Text provided ▸
——

On Tue, 21 Feb 2023 at 14:38, Charles <peacech@gmail.com> wrote:
> Disabling mergejoin on 14.6 and disabling nestedloop on 15.2 causes both to use hashjoin where it runs for 37ms in
14.6and 208ms in 15.2.
>
> 14.6:
> -> Parallel Index Scan using idx_stock_price_date on stock_price (cost=0.43..59671.39
rows=81248width=13) (actual time=0.021..0.689 rows=1427 loops=3)
> Index Cond: (date > $0)
> Filter: (value > 0)
> Rows Removed by Filter: 222
> 15.2:
> -> Parallel Seq Scan on stock_price (cost=0.00..64038.54 rows=91275 width=13)
(actualtime=130.043..173.124 rows=1427 loops=3)
> Filter: ((value > 0) AND (date > $0))
> Rows Removed by Filter: 906975
The difference in the two above fragments likely accounts for the
majority of the remaining performance difference. Possibly 15.2 is
using a Seq Scan because it's estimating slightly more rows from
stock_price for these two quals. For the date > $0 qual, the stats
don't really help as the planner does not know what $0 will be during
planning, so it'll just assume that the selectivity is 1/3rd of rows.
For the value > 0, there could be some variation there just between
ANALYZE runs. That might be enough to account for the difference in
estimate between 14 and 15.

——

Supplied entries ▸
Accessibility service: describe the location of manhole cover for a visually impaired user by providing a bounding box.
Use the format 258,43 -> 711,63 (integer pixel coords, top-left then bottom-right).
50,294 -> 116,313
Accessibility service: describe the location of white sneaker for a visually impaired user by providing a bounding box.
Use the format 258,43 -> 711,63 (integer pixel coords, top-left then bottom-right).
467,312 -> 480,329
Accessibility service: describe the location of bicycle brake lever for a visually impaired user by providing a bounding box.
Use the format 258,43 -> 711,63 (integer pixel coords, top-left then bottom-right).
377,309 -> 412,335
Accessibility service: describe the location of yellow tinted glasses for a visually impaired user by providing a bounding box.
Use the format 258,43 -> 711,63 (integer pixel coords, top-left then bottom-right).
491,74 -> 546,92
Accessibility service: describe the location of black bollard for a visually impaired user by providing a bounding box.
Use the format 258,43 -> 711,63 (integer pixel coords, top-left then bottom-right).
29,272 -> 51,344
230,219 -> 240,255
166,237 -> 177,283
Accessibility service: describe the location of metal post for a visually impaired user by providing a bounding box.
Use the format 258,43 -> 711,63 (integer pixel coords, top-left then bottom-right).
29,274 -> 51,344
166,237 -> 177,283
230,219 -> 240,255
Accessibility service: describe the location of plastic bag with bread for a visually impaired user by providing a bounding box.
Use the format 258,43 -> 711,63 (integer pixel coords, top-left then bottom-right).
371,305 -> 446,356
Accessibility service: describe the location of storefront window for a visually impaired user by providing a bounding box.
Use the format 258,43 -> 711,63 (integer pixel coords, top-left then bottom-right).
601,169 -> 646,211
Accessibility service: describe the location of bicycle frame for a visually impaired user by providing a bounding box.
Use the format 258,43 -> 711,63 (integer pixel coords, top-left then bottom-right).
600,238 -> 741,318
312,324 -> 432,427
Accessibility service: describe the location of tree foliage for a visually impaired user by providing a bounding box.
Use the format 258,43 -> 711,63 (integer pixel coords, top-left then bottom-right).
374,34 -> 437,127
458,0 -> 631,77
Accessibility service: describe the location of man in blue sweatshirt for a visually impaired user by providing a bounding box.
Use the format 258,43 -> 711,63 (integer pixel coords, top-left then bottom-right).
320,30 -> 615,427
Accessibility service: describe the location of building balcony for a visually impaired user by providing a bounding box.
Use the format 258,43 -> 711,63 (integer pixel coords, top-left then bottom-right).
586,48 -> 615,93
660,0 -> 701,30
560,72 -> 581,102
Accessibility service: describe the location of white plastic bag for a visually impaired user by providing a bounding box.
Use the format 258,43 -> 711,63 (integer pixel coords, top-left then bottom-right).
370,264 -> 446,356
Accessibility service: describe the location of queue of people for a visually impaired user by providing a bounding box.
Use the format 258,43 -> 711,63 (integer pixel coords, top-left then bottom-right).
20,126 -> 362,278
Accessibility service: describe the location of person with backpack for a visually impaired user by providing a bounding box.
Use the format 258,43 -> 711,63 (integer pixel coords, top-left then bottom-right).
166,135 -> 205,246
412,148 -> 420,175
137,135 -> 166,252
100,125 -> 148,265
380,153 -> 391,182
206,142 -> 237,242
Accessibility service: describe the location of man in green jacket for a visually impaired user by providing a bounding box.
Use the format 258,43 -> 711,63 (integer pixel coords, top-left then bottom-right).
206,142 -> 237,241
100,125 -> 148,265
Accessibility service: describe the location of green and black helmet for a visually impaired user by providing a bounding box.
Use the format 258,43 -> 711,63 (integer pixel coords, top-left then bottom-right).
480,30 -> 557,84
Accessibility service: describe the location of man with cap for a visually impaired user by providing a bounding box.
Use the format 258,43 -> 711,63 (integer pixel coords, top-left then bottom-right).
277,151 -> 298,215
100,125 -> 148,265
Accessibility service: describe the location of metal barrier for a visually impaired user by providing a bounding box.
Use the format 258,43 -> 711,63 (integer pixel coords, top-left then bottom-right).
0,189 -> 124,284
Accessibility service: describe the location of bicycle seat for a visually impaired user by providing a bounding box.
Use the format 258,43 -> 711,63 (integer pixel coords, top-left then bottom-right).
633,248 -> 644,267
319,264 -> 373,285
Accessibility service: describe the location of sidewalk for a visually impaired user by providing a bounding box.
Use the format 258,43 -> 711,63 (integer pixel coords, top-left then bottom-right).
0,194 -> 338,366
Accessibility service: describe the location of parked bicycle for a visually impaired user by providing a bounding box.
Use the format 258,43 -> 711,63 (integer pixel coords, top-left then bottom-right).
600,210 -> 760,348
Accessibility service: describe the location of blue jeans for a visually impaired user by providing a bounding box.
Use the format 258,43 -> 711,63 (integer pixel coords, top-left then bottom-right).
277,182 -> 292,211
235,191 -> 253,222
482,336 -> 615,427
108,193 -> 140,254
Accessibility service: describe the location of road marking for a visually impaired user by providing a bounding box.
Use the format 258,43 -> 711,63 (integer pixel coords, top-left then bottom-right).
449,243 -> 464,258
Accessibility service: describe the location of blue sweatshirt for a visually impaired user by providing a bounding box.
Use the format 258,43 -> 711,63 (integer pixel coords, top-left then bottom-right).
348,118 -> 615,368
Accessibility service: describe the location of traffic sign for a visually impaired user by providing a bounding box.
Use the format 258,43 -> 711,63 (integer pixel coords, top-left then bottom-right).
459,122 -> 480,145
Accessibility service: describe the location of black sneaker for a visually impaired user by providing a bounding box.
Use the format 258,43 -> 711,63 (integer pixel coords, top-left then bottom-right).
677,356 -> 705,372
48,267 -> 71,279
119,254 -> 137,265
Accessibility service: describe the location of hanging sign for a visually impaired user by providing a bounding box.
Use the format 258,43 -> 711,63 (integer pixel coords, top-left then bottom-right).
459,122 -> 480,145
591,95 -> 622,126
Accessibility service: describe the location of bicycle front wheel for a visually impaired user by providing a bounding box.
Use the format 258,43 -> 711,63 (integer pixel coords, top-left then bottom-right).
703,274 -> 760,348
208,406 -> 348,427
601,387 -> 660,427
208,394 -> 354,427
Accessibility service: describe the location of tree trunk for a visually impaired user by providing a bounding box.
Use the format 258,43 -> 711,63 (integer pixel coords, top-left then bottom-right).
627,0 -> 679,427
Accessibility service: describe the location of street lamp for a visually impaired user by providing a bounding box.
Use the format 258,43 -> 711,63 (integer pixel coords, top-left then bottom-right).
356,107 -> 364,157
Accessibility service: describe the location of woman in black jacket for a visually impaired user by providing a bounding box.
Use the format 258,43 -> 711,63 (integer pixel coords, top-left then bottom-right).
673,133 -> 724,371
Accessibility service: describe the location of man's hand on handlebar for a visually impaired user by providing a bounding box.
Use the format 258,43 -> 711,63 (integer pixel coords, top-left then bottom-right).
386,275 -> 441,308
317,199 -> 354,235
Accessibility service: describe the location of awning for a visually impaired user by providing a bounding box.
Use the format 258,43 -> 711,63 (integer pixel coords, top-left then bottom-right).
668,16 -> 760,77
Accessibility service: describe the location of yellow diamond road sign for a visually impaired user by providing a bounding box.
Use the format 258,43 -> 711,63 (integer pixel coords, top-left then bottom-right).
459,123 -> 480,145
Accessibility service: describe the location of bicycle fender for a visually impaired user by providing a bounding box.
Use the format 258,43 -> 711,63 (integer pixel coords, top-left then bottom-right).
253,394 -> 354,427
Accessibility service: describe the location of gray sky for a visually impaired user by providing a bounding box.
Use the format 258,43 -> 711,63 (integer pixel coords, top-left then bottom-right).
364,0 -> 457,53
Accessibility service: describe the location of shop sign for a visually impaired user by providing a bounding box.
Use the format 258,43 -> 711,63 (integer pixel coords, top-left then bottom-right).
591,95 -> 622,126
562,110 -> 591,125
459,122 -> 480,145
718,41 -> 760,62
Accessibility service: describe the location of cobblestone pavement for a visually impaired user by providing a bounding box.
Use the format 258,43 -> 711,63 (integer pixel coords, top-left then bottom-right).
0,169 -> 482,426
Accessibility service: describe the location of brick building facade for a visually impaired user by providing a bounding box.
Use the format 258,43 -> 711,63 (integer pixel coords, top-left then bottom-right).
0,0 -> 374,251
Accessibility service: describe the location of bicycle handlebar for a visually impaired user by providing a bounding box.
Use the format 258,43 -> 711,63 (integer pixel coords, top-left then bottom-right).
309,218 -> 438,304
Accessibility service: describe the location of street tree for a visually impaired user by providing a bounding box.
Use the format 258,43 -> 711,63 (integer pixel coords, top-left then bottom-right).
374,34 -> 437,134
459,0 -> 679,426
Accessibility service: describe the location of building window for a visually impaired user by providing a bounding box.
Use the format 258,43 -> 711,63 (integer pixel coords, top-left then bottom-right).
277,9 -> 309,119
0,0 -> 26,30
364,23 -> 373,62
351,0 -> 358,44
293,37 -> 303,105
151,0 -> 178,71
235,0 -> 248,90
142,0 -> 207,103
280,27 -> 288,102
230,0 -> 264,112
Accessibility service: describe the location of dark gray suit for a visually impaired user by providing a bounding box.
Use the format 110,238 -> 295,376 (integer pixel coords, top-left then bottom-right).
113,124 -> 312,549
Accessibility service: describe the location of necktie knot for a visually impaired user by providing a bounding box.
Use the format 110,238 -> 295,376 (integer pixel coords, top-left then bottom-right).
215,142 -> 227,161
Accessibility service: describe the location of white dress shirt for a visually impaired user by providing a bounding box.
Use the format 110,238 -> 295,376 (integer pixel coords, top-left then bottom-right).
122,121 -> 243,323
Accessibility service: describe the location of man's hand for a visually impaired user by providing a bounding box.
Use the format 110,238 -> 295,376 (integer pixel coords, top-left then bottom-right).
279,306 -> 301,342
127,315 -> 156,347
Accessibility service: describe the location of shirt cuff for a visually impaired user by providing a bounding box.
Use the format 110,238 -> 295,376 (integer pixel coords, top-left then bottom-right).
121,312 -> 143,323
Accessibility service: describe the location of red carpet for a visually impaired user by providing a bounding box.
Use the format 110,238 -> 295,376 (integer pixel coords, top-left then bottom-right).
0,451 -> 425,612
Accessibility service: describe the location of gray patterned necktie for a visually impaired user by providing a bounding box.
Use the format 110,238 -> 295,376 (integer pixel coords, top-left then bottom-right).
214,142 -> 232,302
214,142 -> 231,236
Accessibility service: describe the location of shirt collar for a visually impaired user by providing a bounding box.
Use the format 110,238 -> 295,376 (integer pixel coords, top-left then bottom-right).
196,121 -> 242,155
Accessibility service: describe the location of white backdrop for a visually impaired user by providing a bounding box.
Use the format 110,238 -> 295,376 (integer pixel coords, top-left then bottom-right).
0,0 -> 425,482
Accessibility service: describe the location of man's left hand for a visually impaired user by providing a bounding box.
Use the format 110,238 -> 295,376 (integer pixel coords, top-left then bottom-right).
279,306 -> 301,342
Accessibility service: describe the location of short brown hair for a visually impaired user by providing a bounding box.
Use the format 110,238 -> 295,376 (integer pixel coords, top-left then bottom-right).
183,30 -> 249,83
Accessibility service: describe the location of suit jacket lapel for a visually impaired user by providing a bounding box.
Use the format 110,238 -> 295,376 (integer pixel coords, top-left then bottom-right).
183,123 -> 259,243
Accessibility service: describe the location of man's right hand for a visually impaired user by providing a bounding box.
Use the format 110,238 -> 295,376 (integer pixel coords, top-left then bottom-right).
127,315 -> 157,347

——

What the task requires ▸ Continue the reply about why PostgreSQL 15.2 chooses a sequential scan where 14.6 used an index scan, picking up after its final sentence. The records have no connection to the text.

Final answer ▸
You might also want to check that effective_cache_size is set to
something realistic on 15. random_page_cost is also a factor for index
scan vs seq scan. However, ultimately, the estimate is bad here and
adjusting those two GUCs to make this plan do what you want might be
to the detriment of other plans where the statistics are more
accurate. You could maybe get the planner to give you the v14 plan
if you changed the CTE qual to "where value + 0 > 0", that would mean
the planner would be unable to use the statistics, which presumably
say that most values are > 0, and it would apply the 0.3333 to both
those quals which should reduce the row estimate. However, that's not
to say it won't make things bad again for some other "date" value.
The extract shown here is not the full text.